◆ Task objective
Whenever a line below holds the word "ground", count it; then give the total and nothing else.

◆ Records for this exercise
----
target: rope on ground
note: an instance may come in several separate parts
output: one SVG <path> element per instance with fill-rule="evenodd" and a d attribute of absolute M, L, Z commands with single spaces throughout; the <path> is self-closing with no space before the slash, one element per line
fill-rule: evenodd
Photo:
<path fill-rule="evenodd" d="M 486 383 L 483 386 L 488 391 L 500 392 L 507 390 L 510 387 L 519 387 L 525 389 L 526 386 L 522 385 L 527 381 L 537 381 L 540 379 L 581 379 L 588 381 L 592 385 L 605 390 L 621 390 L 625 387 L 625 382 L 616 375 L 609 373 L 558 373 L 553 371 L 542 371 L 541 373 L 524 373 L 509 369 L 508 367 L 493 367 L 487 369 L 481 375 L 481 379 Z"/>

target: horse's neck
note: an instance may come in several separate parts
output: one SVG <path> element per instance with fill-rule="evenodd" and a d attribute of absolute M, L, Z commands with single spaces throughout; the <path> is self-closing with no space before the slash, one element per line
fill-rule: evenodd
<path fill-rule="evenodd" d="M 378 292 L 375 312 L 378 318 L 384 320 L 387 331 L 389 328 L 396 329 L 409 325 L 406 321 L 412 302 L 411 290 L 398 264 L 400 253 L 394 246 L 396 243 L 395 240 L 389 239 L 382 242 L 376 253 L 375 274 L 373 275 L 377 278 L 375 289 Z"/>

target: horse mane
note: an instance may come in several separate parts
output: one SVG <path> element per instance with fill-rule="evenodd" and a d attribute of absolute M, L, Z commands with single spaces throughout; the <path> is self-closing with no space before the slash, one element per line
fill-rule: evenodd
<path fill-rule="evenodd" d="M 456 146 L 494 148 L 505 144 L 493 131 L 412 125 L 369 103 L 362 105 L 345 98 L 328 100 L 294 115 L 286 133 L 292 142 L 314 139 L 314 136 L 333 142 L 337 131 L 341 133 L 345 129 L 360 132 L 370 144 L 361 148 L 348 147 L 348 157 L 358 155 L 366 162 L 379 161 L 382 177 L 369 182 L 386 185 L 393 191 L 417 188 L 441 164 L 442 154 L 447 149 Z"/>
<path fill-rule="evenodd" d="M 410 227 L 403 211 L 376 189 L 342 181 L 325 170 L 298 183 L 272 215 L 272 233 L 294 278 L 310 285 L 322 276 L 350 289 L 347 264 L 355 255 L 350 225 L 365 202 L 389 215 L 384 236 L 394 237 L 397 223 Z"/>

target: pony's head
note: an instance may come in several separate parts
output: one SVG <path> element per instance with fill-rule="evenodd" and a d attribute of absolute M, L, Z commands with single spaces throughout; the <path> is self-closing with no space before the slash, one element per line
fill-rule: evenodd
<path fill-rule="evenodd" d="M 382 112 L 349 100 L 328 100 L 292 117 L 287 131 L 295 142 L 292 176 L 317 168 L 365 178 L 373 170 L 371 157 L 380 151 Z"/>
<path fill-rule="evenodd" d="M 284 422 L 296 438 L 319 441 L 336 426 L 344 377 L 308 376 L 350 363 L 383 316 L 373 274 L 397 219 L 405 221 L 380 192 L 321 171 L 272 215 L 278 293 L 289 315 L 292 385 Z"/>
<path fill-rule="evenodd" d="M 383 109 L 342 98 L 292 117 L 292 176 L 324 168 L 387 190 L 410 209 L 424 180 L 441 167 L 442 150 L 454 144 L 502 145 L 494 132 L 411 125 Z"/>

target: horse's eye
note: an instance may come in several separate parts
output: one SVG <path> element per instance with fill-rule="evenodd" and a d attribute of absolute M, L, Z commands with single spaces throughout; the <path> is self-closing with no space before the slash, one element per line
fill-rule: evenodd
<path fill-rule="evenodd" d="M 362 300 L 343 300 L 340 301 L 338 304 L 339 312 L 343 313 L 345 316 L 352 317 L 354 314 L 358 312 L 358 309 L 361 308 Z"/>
----
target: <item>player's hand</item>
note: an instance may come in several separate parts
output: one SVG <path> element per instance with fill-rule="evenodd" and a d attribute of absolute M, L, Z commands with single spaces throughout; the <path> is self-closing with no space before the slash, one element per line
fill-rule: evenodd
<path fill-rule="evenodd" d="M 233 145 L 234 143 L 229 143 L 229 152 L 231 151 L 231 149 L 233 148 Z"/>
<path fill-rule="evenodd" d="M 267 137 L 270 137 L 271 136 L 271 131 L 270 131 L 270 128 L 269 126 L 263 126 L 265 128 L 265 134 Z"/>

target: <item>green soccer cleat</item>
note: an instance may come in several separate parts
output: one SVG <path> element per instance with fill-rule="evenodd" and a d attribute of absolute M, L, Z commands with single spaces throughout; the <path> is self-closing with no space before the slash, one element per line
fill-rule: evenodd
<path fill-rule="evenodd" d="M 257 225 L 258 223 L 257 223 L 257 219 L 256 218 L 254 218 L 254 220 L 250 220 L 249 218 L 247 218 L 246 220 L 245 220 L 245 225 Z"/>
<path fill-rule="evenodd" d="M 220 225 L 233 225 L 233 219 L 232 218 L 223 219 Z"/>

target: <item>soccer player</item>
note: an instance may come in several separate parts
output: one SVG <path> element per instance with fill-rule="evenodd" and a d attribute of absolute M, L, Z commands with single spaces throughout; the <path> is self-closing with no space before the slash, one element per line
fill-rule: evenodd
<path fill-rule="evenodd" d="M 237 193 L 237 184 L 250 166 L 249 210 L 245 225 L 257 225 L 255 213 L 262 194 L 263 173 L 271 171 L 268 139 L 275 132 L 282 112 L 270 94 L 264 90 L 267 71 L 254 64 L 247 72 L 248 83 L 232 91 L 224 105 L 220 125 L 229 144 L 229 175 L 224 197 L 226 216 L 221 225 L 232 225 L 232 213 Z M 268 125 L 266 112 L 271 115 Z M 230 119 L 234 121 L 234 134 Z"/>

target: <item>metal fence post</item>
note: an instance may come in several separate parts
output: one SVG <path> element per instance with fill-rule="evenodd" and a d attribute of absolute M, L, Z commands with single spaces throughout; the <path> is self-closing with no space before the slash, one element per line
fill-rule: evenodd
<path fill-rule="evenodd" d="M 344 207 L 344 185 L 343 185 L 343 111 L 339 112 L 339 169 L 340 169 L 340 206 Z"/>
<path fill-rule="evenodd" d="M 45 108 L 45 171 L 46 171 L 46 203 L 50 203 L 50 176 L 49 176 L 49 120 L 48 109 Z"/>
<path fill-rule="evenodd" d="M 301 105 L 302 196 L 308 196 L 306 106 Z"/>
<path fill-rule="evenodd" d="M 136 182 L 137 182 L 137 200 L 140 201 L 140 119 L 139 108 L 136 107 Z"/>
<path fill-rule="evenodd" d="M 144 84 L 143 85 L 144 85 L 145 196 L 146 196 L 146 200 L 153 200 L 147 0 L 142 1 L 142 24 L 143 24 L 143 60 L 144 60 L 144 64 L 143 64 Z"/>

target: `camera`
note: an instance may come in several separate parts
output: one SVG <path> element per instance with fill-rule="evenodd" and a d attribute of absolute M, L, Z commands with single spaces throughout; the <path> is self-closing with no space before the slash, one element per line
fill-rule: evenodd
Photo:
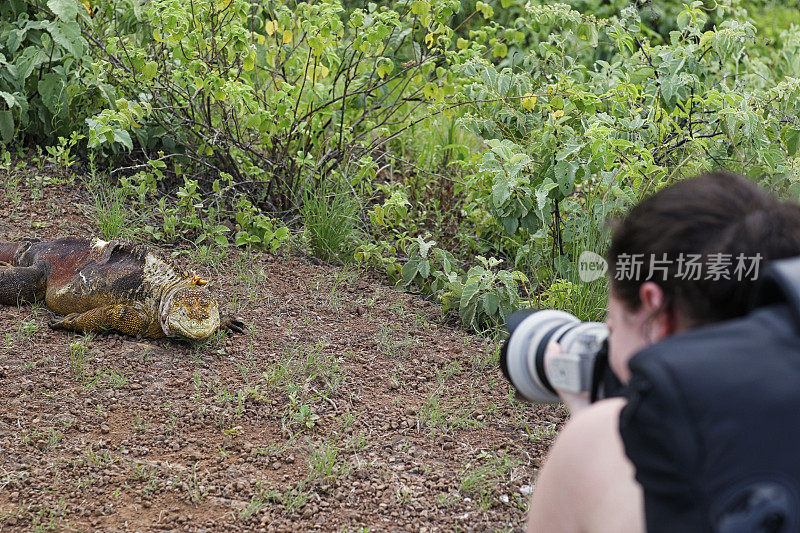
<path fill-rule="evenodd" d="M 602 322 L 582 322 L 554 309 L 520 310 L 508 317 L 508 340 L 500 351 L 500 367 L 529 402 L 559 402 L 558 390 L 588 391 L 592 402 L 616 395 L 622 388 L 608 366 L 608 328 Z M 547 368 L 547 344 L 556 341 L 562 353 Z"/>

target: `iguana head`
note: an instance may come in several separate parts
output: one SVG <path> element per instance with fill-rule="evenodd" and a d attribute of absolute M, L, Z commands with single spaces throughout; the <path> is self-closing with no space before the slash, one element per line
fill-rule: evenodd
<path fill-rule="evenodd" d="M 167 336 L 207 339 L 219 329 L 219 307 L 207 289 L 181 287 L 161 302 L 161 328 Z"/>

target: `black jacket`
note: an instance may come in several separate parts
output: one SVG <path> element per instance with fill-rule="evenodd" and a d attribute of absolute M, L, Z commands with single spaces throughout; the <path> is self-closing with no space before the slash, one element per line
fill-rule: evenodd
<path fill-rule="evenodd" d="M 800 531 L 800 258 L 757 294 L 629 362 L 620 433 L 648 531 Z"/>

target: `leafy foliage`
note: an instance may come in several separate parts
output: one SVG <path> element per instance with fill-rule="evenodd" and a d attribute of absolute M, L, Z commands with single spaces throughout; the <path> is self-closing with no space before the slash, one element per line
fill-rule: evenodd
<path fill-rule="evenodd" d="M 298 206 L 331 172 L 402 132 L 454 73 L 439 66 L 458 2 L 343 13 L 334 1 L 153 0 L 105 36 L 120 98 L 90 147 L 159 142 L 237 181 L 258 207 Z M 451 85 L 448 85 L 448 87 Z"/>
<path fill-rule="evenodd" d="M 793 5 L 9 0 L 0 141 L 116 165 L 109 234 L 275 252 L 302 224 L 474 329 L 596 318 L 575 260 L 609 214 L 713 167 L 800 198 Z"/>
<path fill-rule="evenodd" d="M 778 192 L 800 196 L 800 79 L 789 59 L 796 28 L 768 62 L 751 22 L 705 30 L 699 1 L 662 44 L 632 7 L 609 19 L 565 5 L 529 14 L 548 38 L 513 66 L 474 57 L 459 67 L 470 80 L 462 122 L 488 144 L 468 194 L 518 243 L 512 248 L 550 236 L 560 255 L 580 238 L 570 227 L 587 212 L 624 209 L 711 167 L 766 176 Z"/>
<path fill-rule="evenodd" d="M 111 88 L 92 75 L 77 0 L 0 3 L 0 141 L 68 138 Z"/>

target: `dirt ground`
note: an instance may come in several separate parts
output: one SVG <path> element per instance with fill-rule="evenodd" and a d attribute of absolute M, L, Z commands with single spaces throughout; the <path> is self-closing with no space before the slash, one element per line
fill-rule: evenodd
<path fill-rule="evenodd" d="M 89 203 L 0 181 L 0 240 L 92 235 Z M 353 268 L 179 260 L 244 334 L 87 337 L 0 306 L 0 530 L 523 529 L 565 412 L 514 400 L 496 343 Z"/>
----
◆ Completed exercise
2